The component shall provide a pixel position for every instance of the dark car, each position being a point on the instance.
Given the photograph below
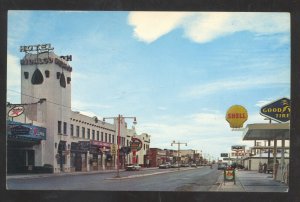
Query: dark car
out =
(133, 167)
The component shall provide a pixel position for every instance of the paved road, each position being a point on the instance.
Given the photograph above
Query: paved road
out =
(192, 179)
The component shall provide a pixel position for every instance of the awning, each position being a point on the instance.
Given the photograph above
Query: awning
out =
(266, 131)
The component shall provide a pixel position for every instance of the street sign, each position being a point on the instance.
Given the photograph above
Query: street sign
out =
(278, 110)
(113, 149)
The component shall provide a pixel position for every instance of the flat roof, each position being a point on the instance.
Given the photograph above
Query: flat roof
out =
(267, 131)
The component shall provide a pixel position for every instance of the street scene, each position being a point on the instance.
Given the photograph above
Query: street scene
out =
(148, 101)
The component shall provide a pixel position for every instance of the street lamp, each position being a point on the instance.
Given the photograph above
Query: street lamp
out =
(119, 117)
(178, 149)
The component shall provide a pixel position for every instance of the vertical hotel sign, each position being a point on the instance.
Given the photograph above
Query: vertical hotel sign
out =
(236, 116)
(279, 110)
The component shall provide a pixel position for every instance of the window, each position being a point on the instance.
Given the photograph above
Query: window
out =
(77, 131)
(89, 133)
(59, 127)
(72, 129)
(83, 132)
(65, 128)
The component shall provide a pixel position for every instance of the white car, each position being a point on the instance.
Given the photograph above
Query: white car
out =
(133, 167)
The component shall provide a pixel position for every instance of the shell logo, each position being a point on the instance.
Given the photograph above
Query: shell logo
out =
(236, 116)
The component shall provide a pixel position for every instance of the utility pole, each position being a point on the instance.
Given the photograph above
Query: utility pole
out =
(178, 150)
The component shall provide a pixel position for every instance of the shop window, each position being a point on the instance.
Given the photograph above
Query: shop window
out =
(26, 75)
(59, 127)
(47, 73)
(37, 77)
(65, 128)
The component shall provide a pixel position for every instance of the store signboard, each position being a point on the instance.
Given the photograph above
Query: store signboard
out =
(279, 110)
(224, 154)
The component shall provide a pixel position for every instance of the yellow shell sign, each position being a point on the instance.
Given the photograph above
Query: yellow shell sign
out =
(236, 116)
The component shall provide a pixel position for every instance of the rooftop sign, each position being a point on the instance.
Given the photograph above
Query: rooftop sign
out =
(278, 110)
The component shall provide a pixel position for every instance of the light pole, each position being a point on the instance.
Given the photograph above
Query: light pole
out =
(119, 117)
(178, 150)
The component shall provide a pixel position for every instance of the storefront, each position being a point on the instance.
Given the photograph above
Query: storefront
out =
(23, 144)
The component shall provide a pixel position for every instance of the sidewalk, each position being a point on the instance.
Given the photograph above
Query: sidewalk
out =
(251, 181)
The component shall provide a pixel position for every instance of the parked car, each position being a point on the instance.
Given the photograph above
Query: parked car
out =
(165, 165)
(194, 165)
(222, 166)
(133, 167)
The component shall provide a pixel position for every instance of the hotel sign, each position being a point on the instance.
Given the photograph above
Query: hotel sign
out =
(224, 154)
(236, 116)
(136, 144)
(279, 110)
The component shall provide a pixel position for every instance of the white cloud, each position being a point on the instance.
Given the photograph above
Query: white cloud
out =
(204, 27)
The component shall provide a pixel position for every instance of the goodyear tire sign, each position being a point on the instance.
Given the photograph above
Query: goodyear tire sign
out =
(279, 110)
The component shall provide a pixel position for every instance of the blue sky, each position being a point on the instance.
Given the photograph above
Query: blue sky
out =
(177, 72)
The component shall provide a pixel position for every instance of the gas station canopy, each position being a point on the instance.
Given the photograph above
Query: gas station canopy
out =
(267, 131)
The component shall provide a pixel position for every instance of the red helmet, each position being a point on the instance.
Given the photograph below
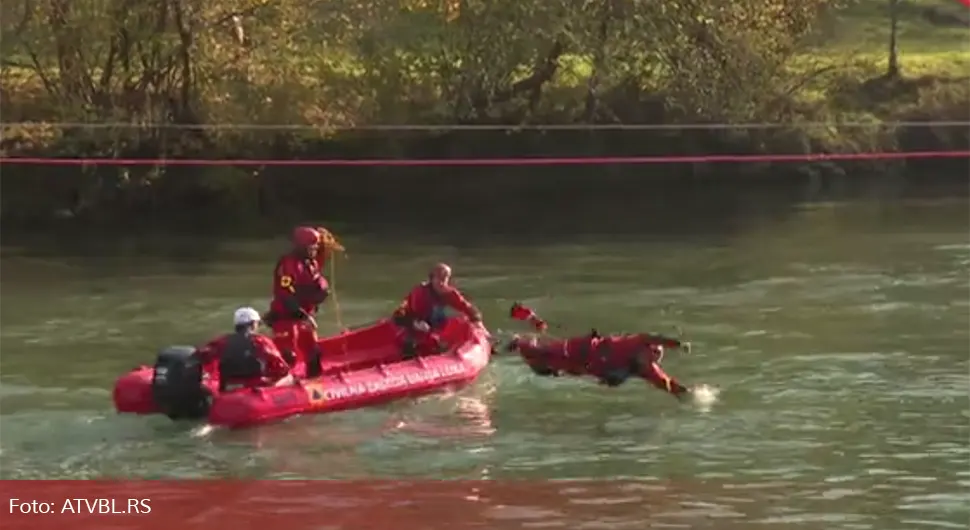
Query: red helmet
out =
(305, 236)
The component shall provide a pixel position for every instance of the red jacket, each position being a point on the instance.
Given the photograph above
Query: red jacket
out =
(299, 287)
(273, 366)
(423, 301)
(597, 356)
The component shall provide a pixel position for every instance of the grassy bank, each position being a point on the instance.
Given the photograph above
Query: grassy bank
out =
(337, 65)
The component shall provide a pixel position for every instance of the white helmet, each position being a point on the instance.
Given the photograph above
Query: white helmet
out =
(245, 316)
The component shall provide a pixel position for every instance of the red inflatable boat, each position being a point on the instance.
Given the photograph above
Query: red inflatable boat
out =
(361, 368)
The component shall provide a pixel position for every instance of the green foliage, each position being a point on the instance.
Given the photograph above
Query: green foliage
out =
(167, 66)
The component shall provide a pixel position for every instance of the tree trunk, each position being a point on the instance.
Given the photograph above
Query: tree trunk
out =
(893, 71)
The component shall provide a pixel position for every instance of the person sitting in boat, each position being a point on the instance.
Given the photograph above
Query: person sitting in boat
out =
(299, 288)
(612, 360)
(245, 357)
(424, 309)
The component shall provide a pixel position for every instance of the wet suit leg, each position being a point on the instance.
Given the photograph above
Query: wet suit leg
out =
(655, 375)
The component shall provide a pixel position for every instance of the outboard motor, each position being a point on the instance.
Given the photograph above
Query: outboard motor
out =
(177, 384)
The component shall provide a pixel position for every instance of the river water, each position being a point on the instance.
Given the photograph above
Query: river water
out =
(837, 335)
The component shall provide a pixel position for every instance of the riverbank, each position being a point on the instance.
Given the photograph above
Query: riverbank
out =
(813, 66)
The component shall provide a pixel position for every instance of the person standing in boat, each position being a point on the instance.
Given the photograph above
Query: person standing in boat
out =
(425, 309)
(244, 357)
(299, 288)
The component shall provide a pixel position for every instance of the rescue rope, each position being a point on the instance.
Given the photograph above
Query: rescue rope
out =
(333, 246)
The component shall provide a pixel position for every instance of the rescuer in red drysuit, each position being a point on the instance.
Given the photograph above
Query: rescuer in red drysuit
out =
(245, 357)
(299, 288)
(612, 359)
(424, 310)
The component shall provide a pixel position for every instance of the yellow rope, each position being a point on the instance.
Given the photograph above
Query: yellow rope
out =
(332, 247)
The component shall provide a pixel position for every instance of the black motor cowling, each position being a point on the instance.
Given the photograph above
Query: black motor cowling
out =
(177, 384)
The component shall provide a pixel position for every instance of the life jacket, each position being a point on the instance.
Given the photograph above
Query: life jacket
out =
(439, 310)
(240, 360)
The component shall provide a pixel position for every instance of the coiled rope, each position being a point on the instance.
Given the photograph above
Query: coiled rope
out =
(332, 246)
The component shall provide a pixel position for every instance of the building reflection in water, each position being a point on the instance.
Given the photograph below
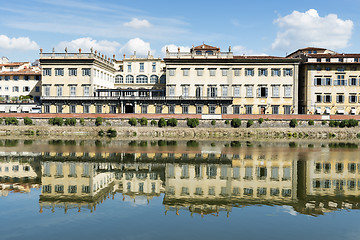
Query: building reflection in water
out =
(199, 180)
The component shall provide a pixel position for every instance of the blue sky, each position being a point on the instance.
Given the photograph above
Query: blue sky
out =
(122, 26)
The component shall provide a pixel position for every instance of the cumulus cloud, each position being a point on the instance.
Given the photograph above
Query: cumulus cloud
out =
(174, 48)
(87, 43)
(21, 43)
(136, 44)
(300, 29)
(241, 50)
(137, 23)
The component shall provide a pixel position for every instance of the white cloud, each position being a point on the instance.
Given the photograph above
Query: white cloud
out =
(137, 23)
(136, 44)
(174, 48)
(86, 43)
(21, 43)
(241, 50)
(299, 30)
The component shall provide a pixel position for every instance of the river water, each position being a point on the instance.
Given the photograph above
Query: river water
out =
(107, 189)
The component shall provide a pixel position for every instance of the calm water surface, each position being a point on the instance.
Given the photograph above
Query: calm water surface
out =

• **Work item**
Working from the entries above, please transcribe only the lines from the line with "of the coiled" through the line with "Query: building reflection in water", exactly, with both end lines and without pictures.

• **Response to the exercise**
The component shall provide a pixel position for every instance of the coiled rope, each position being a point on the instance.
Given the photograph above
Query: coiled rope
out =
(332, 246)
The component shall provide a pixel position for every instance of the building reflection in water, each position being a point on the instance.
Given the photograph below
Query: building reflection in water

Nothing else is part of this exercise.